- Exercise directions
Leave out every picture, and return exactly the lines from the line containing "Where can you find the cut" through the end of the records below, both inclusive.

=======

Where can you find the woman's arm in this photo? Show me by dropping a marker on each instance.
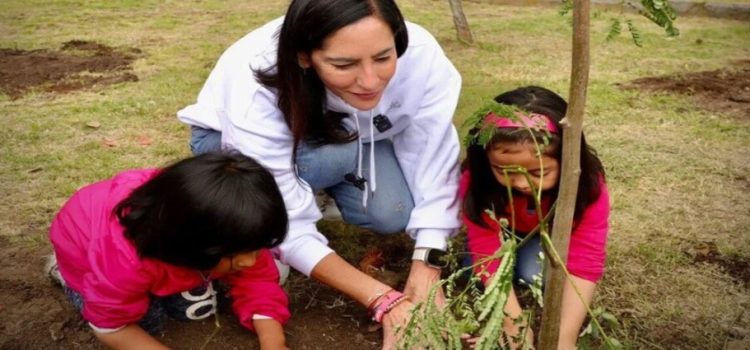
(270, 334)
(130, 337)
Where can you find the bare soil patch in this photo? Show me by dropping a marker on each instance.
(77, 65)
(724, 90)
(737, 267)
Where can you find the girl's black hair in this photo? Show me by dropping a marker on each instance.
(204, 208)
(485, 192)
(301, 93)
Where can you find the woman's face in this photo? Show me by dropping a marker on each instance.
(356, 62)
(504, 155)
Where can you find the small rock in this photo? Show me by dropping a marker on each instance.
(56, 331)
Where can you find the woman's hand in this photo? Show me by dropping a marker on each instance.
(394, 323)
(420, 281)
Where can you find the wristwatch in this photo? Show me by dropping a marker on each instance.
(435, 258)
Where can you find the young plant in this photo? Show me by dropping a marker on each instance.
(471, 311)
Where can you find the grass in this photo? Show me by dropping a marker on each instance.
(678, 175)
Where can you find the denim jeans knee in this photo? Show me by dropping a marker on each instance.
(325, 167)
(204, 140)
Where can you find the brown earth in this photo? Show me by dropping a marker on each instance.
(37, 315)
(77, 65)
(724, 90)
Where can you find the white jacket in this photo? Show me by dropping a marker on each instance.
(419, 101)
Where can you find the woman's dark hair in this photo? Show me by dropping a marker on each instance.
(204, 208)
(486, 192)
(301, 93)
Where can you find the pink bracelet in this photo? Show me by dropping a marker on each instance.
(387, 303)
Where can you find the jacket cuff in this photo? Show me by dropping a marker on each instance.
(432, 238)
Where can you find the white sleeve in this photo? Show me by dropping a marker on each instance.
(428, 150)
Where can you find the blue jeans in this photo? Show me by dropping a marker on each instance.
(202, 303)
(324, 167)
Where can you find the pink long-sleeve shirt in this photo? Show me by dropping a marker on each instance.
(97, 261)
(588, 241)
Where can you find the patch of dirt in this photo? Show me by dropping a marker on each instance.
(77, 65)
(737, 267)
(37, 315)
(724, 90)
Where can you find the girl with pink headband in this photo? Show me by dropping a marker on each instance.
(497, 143)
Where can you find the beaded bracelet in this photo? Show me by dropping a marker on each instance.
(388, 302)
(371, 300)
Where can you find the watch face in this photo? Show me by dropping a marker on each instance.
(437, 258)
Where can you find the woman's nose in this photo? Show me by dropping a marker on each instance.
(368, 77)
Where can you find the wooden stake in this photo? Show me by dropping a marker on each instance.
(572, 125)
(459, 19)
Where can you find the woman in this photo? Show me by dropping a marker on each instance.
(344, 96)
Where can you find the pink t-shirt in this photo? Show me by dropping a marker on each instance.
(97, 261)
(588, 241)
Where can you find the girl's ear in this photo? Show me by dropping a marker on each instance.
(303, 59)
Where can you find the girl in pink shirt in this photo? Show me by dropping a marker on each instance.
(145, 243)
(498, 143)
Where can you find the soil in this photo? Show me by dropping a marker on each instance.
(77, 65)
(37, 315)
(736, 266)
(724, 90)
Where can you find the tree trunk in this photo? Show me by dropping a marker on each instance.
(572, 124)
(459, 19)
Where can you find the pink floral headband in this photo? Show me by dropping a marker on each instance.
(531, 120)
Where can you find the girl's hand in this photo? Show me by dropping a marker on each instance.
(394, 323)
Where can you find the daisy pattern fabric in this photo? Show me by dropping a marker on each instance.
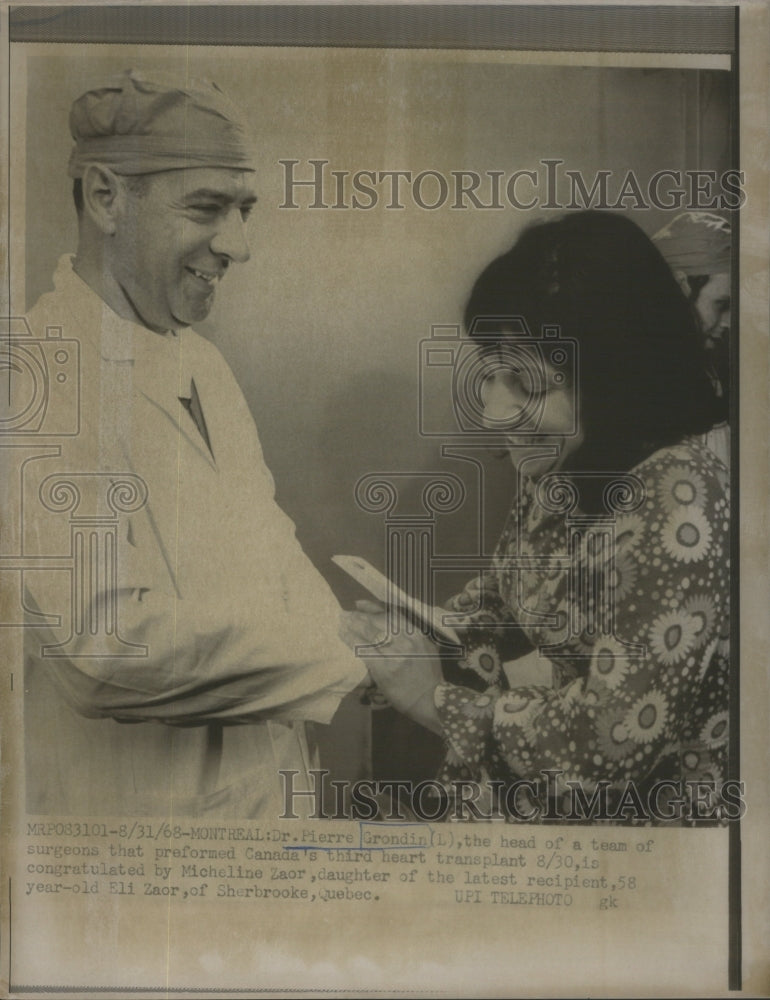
(659, 714)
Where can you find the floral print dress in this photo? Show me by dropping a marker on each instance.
(615, 712)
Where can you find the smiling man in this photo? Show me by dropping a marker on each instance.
(178, 662)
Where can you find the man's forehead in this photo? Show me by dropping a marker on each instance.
(223, 182)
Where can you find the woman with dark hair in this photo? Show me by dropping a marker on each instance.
(635, 632)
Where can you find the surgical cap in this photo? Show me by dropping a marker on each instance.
(696, 243)
(138, 123)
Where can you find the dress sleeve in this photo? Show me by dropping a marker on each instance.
(656, 683)
(488, 628)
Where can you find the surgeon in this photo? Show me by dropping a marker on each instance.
(174, 666)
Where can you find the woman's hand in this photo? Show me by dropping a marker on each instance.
(403, 664)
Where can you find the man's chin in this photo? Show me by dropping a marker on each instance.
(191, 314)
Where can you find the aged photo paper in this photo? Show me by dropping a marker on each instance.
(253, 319)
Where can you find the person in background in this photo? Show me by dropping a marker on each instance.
(697, 248)
(646, 700)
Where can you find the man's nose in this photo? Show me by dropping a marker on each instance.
(230, 238)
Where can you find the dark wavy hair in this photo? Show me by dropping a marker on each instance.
(642, 378)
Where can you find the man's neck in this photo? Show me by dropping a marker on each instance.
(91, 269)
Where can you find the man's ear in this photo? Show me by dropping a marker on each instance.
(103, 193)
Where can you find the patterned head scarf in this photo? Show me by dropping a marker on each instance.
(696, 243)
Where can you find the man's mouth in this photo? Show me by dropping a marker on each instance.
(210, 277)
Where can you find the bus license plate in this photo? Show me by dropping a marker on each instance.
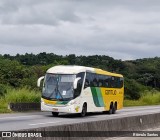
(54, 109)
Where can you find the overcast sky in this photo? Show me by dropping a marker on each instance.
(122, 29)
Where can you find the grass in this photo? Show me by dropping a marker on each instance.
(26, 95)
(148, 98)
(22, 95)
(18, 96)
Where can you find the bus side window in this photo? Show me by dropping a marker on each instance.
(79, 84)
(100, 80)
(107, 81)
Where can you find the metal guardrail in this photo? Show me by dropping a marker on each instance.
(20, 107)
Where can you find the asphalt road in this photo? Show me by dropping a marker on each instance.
(138, 138)
(20, 121)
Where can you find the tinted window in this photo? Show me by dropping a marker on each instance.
(79, 84)
(98, 80)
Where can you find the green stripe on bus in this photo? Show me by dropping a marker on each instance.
(95, 96)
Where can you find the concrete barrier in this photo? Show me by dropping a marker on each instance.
(110, 126)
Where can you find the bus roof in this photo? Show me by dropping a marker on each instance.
(72, 69)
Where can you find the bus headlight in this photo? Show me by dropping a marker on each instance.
(42, 100)
(71, 102)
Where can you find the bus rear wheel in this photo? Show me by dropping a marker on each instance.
(84, 110)
(55, 114)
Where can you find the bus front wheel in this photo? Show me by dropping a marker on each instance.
(55, 114)
(84, 110)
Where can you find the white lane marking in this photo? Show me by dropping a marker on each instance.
(44, 123)
(17, 117)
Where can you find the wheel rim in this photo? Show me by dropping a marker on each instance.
(84, 110)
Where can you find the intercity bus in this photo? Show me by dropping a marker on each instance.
(79, 89)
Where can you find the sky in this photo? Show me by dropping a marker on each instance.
(122, 29)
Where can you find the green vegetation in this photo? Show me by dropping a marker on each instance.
(24, 95)
(148, 98)
(16, 72)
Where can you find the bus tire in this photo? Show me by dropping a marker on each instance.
(55, 114)
(84, 110)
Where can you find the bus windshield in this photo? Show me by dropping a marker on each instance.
(58, 87)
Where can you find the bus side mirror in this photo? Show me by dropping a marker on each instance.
(39, 81)
(75, 82)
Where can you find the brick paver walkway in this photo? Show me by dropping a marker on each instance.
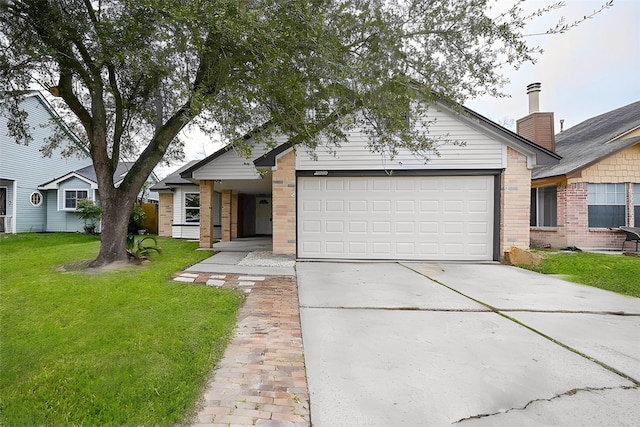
(261, 379)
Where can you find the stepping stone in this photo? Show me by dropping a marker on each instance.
(215, 282)
(253, 278)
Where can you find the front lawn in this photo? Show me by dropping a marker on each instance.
(615, 273)
(122, 347)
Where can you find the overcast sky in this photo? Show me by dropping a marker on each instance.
(591, 69)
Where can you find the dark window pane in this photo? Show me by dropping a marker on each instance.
(70, 199)
(606, 216)
(192, 200)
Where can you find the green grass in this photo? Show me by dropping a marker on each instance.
(615, 273)
(122, 347)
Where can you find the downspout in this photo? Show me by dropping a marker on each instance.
(14, 209)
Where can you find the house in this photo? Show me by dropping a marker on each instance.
(39, 193)
(469, 203)
(595, 188)
(23, 168)
(179, 207)
(62, 195)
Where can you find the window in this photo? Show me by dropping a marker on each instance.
(71, 198)
(35, 198)
(606, 205)
(636, 203)
(544, 207)
(192, 207)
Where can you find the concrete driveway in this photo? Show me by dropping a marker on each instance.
(428, 344)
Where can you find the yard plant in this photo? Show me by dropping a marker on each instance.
(615, 273)
(123, 346)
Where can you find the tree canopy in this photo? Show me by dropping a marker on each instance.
(135, 72)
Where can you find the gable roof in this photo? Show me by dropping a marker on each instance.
(542, 155)
(37, 95)
(592, 140)
(174, 179)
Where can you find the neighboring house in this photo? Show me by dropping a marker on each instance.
(469, 203)
(62, 195)
(23, 168)
(595, 188)
(179, 207)
(31, 197)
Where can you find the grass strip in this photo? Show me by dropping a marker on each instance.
(120, 347)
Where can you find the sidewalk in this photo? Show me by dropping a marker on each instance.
(261, 379)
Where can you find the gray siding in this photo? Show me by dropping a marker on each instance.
(182, 231)
(480, 151)
(231, 165)
(27, 166)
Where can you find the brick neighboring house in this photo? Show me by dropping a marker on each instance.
(469, 202)
(595, 187)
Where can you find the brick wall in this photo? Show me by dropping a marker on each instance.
(226, 215)
(234, 216)
(573, 215)
(515, 202)
(284, 205)
(165, 214)
(206, 214)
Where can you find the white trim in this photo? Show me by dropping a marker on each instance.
(55, 184)
(6, 198)
(35, 205)
(184, 206)
(15, 207)
(63, 198)
(279, 156)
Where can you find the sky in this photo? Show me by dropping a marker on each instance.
(589, 70)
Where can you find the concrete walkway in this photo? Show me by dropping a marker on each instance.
(427, 344)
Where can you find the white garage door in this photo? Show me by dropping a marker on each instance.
(408, 218)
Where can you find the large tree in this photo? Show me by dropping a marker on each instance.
(135, 72)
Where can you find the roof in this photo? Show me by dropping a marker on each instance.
(543, 156)
(174, 179)
(592, 140)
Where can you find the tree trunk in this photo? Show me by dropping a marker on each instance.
(116, 208)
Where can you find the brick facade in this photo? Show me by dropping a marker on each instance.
(515, 201)
(206, 213)
(573, 216)
(226, 215)
(165, 214)
(284, 205)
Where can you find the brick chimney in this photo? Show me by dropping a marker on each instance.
(537, 126)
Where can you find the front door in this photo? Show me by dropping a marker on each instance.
(3, 209)
(263, 216)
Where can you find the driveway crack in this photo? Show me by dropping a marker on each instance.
(550, 399)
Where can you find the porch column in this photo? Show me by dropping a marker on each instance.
(206, 214)
(226, 215)
(234, 216)
(284, 205)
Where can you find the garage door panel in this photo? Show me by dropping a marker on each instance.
(427, 218)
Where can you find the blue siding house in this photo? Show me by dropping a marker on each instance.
(23, 168)
(39, 193)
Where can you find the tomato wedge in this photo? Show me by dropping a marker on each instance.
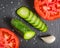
(8, 39)
(48, 9)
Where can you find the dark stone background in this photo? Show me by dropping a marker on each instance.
(7, 11)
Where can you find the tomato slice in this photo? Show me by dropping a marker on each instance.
(8, 39)
(48, 9)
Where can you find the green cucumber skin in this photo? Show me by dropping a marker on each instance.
(21, 27)
(33, 22)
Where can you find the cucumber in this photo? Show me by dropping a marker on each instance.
(32, 18)
(25, 12)
(24, 30)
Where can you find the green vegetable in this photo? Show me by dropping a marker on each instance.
(24, 30)
(32, 18)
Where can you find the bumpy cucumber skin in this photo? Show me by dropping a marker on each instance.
(32, 19)
(22, 29)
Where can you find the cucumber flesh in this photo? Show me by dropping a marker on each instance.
(29, 35)
(42, 27)
(23, 12)
(45, 29)
(33, 20)
(30, 16)
(24, 30)
(39, 25)
(36, 23)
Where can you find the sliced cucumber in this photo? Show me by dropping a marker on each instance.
(45, 29)
(39, 25)
(33, 20)
(23, 12)
(36, 23)
(30, 16)
(24, 30)
(42, 27)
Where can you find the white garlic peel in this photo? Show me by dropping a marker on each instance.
(49, 39)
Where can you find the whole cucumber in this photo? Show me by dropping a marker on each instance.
(32, 18)
(24, 30)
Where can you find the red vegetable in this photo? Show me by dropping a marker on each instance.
(8, 39)
(48, 9)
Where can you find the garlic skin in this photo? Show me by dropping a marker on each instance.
(49, 39)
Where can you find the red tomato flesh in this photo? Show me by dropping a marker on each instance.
(8, 39)
(48, 9)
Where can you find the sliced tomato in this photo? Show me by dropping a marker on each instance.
(48, 9)
(8, 39)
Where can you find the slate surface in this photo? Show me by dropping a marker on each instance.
(7, 11)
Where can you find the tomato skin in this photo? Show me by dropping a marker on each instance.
(14, 39)
(40, 12)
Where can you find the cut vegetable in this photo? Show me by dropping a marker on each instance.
(24, 30)
(8, 39)
(32, 18)
(48, 9)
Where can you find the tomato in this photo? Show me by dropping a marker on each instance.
(8, 39)
(48, 9)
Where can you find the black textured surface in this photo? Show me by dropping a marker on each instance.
(7, 11)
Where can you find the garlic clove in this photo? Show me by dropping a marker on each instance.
(49, 39)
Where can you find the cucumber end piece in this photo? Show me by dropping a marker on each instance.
(45, 29)
(29, 35)
(23, 12)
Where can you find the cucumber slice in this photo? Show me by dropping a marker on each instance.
(37, 22)
(42, 27)
(39, 25)
(45, 29)
(24, 30)
(30, 16)
(23, 12)
(33, 20)
(29, 35)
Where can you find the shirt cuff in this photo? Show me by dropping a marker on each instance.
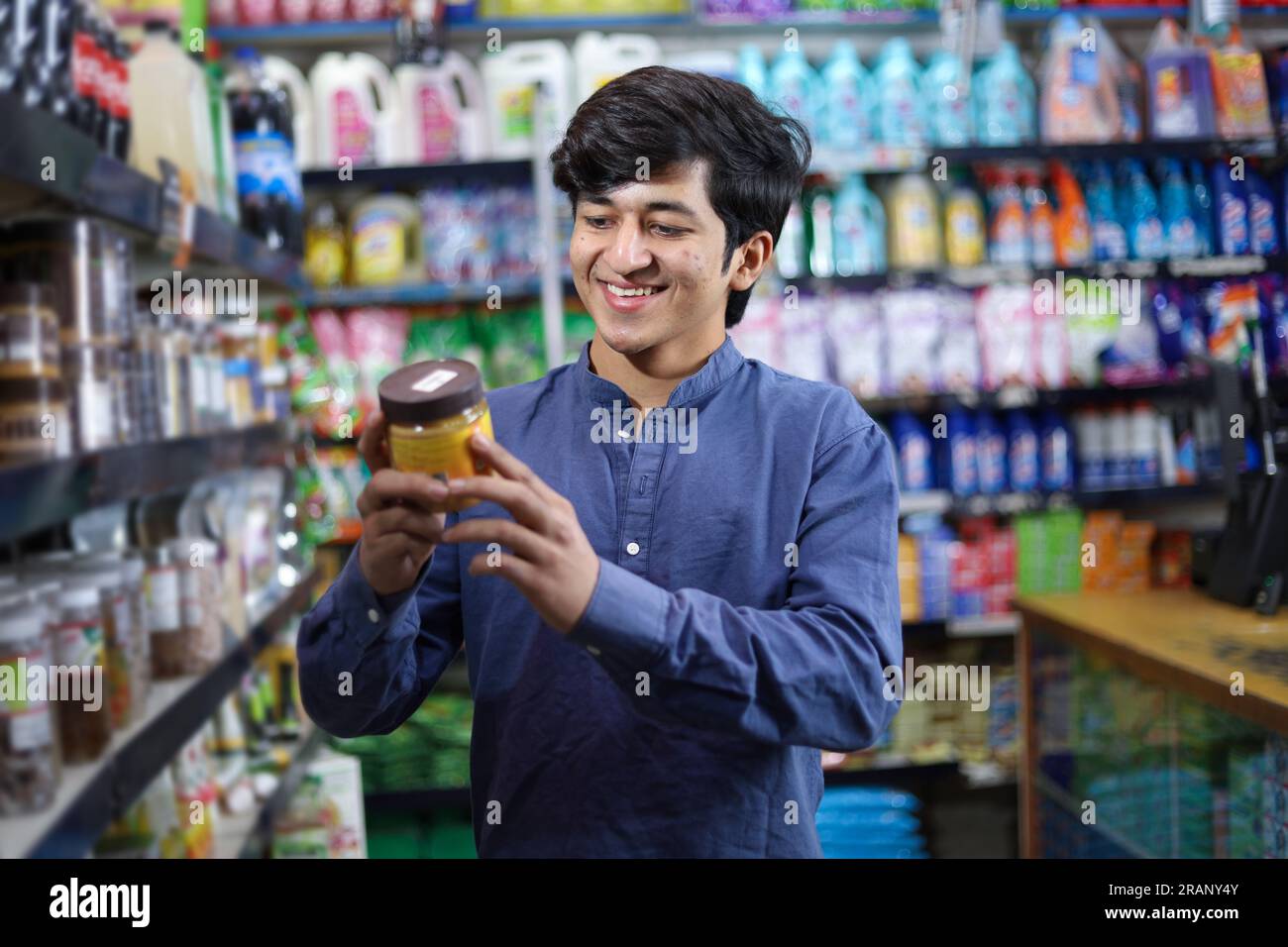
(369, 612)
(626, 616)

=======

- Result of the exercise
Where can you find the cut vegetable in this photo? Show me by dropping a marker on each instance.
(24, 30)
(8, 39)
(32, 18)
(48, 9)
Where can you find the tomato in this photo? Show me by dropping a marker on each instance.
(8, 39)
(48, 9)
Where can you find the black textured surface in this photo? Show me by dropping a marker on each instance.
(7, 11)
Where can you find the garlic clove in this photo? Show me by dropping a marker on each instance.
(49, 39)
Where can you find the cucumber end piece in this photo? Show me by dropping a marker on each instance.
(45, 29)
(29, 35)
(23, 12)
Where can you find the cucumber slice in this photo? Show me by dropping a marker on each instance.
(37, 22)
(42, 27)
(39, 25)
(45, 29)
(24, 30)
(30, 16)
(23, 12)
(33, 20)
(29, 35)
Where can you find the shirt cuff in this photo? Show me by dropping a marker on each instance.
(369, 612)
(626, 616)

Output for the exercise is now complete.